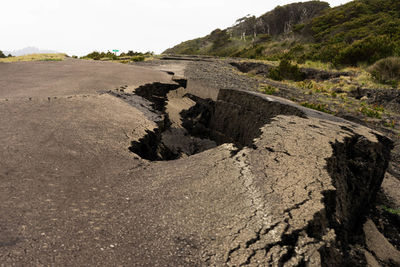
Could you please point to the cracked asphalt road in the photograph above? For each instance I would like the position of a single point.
(72, 194)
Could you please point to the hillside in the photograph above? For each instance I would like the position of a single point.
(361, 31)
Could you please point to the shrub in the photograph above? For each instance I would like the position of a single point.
(137, 58)
(386, 70)
(367, 50)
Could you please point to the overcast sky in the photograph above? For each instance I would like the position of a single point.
(78, 27)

^^^^

### [TASK TO CARRY OUT]
Could you write out the whole listing exactly, dropping the pictures?

### [EXERCISE RESULT]
Could you please point to the cracked asphalt road in the photograph above? For each instance I would like the position of a single point.
(72, 194)
Could you please point to the hillside in the photograph above? For each instance I would like the position of a single point.
(361, 31)
Could you please point to the shrub in the photograph above? For each instance I would like the position of a single point.
(137, 58)
(386, 70)
(367, 50)
Could you please point to the overcast sky in the photograph above? For each instance I would like the position of a single point.
(78, 27)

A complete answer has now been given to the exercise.